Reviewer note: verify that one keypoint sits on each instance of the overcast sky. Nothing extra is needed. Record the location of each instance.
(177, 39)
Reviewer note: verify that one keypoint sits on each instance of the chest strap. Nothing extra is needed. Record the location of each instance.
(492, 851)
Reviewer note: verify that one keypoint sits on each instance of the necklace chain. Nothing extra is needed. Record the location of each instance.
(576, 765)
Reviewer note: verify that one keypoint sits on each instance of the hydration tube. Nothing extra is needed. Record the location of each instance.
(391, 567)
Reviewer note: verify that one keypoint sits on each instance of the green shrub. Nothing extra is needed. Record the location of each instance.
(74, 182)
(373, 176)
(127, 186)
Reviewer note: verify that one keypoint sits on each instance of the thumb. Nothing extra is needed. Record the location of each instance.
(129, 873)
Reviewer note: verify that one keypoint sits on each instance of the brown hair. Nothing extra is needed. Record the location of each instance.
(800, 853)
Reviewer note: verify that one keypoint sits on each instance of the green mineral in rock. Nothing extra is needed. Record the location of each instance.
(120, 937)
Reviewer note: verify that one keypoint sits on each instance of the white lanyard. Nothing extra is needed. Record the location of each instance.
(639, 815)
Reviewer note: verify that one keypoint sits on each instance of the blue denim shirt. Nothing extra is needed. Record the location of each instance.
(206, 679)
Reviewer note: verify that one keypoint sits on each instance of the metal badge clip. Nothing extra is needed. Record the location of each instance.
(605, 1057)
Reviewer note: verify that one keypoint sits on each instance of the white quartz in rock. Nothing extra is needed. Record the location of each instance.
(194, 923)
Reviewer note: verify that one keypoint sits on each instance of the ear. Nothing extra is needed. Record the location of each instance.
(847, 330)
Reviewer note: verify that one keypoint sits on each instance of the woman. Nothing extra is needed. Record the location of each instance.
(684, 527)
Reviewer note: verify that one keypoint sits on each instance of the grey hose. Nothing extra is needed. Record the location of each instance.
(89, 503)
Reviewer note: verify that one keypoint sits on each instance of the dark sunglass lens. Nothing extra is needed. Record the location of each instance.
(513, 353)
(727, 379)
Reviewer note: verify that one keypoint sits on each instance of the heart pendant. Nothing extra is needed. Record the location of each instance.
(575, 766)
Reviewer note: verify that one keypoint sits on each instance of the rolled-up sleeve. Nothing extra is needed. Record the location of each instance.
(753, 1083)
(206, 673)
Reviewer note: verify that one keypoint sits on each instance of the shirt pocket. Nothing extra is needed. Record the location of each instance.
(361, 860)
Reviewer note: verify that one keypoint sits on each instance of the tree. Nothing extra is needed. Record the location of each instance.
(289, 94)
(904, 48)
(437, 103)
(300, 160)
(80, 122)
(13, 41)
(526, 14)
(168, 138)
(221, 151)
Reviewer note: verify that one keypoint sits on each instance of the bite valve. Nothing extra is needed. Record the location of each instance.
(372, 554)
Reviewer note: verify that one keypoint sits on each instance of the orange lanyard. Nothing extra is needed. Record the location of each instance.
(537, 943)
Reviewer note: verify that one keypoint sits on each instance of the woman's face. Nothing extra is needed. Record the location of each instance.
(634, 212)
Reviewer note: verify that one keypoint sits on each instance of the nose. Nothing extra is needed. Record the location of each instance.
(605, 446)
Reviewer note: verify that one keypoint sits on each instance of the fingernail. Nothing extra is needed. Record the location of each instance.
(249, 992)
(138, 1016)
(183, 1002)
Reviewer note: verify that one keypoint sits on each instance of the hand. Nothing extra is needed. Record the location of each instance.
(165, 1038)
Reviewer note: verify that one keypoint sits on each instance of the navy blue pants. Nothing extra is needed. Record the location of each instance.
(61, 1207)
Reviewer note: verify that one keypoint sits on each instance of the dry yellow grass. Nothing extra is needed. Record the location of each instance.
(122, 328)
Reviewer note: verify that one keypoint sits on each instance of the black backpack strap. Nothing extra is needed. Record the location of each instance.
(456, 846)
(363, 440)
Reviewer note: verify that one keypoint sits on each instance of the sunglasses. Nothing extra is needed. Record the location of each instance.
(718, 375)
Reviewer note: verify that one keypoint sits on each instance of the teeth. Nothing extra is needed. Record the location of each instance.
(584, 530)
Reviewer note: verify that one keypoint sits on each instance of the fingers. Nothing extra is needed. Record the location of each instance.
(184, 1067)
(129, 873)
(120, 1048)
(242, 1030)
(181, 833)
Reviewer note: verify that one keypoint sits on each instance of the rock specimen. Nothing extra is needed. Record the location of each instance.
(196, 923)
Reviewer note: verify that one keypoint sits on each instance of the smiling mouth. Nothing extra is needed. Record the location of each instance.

◇ ◇ ◇

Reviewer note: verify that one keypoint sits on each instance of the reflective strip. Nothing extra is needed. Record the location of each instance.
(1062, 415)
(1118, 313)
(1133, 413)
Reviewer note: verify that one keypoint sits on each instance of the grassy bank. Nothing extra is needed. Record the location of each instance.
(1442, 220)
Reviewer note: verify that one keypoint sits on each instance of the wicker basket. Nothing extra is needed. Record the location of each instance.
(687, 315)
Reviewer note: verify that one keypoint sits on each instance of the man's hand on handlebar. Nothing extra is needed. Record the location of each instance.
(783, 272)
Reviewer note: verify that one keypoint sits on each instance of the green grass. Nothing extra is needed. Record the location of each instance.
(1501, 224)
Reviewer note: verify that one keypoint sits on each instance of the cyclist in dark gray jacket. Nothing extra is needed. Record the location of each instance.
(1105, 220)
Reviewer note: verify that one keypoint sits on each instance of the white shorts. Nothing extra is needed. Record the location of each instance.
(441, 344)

◇ ◇ ◇

§ BRIEF: Count the rows above that contain the string "shirt", and reply with the number alone.

§ PROBLEM SOLUTION: 2